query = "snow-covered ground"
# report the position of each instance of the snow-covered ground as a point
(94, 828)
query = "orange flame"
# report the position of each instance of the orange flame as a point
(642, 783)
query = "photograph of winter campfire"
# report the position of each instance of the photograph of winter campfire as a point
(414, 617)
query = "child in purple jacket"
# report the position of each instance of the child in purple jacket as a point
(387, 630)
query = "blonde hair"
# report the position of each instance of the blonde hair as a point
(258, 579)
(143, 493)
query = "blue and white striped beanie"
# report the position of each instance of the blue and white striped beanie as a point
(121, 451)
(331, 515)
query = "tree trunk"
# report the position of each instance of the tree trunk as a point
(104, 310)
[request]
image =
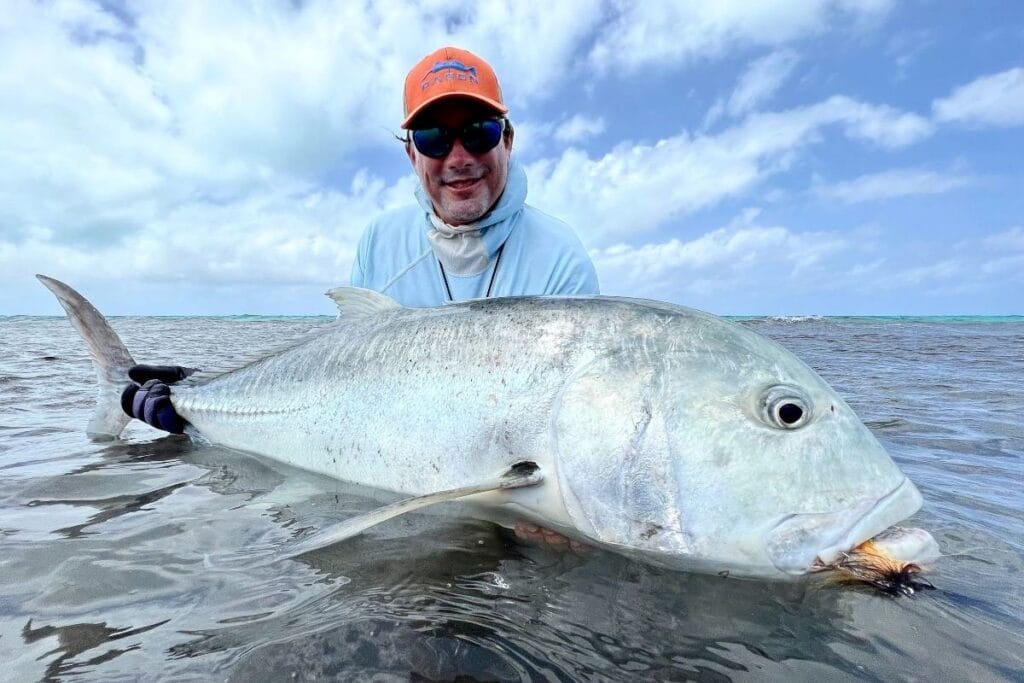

### Work to complete
Copy every line of the records above character for character, leaving out the pictures.

### In response
query = "snow-covered ground"
# report the position of each instance of the snow-covered ground as a point
(94, 828)
query = "orange flame"
# report the position of each instance of the orange flame as a point
(642, 783)
query = "photograph of winter campfire"
# report the position of each instance of the photograph of winter campfire as a point
(414, 617)
query = "child in purple jacket"
# report the position of each instance of the child in purple jacket as a point
(387, 630)
query = "blonde hair"
# report the position of each instance of the blonde hair as a point
(258, 579)
(143, 493)
query = "blue and white striped beanie"
# report the position of each instance of the blue and white striped beanie as a point
(121, 451)
(331, 515)
query = "tree trunk"
# report the position of each instance of the tree trunk as a point
(104, 310)
[request]
image =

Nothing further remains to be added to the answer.